#### [EXCERPT TO READ]
* begin *
My rating: 7.5/10
This slender novella read much better the second time around. The initial attempt rather threw me – I wasn’t quite sure what I was dealing with – it was decidedly unexpected. Much more noir than I had anticipated from the other reviews I’d read, and from the Persephone description.
Having sorted things out, I was able to read with more attention to detail the second time around, and to pin down my impressions much more firmly. Though, the more I think about it, the more complicated my responses seem to be!
Dolly Thatcham is getting married in a few hours, and upon meeting her in the opening pages of the book we take a deep breath and hold it for the duration. This book is strung out with tension. Something is going to happen. Something more than a mere marriage ceremony, the veiled implication teases us.
* end *
#### [DIRECTIVES]
A. Swap "novella" for "short novel" in the novella review, and give the passage starting at "My rating: 7.5/10" and ending at "seem to be!".
B. Please repeat the records word for word, starting at the first line of the records and ending at the line containing "M 692 244 L", both included.
The review and the records are separate material.

#### [MATERIAL FOR THIS EXERCISE]
* begin *
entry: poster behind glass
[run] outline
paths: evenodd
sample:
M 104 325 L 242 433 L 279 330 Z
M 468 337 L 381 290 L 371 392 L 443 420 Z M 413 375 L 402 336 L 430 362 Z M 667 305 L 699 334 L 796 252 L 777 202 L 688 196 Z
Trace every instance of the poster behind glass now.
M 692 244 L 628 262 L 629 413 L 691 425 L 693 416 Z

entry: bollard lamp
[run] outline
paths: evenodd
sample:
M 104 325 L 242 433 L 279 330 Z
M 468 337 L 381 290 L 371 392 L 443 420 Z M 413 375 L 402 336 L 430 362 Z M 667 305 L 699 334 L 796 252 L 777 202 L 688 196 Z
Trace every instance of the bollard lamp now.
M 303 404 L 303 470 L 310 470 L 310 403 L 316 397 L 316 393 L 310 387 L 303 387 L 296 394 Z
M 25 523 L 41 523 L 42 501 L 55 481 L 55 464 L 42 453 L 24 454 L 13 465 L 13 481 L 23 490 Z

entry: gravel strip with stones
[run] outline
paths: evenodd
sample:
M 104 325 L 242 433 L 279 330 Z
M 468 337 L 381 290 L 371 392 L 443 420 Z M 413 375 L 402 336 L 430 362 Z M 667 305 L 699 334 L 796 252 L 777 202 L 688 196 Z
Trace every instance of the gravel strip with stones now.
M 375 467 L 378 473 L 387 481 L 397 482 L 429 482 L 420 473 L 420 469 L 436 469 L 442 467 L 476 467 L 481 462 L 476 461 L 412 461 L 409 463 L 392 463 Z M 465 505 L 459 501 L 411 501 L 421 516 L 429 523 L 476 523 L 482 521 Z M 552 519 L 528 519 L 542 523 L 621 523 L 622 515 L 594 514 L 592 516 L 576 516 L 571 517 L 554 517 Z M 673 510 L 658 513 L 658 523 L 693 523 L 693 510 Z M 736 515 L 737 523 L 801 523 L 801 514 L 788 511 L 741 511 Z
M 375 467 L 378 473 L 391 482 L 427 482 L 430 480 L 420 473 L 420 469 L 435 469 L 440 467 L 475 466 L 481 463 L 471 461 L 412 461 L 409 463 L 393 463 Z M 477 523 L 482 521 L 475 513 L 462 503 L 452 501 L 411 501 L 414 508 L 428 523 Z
* end *
#### [RESPONSES TO THE EXERCISE]
A.
My rating: 7.5/10
This slender short novel read much better the second time around. The initial attempt rather threw me – I wasn’t quite sure what I was dealing with – it was decidedly unexpected. Much more noir than I had anticipated from the other reviews I’d read, and from the Persephone description.
Having sorted things out, I was able to read with more attention to detail the second time around, and to pin down my impressions much more firmly. Though, the more I think about it, the more complicated my responses seem to be!

B.
entry: poster behind glass
[run] outline
paths: evenodd
sample:
M 104 325 L 242 433 L 279 330 Z
M 468 337 L 381 290 L 371 392 L 443 420 Z M 413 375 L 402 336 L 430 362 Z M 667 305 L 699 334 L 796 252 L 777 202 L 688 196 Z
Trace every instance of the poster behind glass now.
M 692 244 L 628 262 L 629 413 L 691 425 L 693 416 Z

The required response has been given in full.